▶ **WHAT THE TASK ASKS**
Count the lines in the material below that contain the word "perception", and give only that number.

▶ **MATERIAL**
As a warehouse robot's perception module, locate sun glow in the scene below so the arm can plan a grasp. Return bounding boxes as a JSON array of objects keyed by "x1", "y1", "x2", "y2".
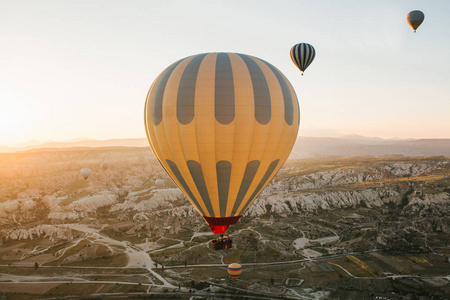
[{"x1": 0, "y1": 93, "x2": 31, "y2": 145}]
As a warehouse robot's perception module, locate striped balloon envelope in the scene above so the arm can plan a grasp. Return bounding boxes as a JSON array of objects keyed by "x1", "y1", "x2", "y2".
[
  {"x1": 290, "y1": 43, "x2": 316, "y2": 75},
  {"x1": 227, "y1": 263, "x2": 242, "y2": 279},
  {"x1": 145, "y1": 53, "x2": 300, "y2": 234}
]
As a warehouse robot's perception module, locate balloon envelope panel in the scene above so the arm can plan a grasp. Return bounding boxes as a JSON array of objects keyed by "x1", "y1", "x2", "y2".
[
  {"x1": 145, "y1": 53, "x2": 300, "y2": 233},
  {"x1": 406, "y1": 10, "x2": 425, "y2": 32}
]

...

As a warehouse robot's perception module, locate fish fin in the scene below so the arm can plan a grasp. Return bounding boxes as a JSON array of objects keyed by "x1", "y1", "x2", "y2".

▶ **WRITTEN RESPONSE**
4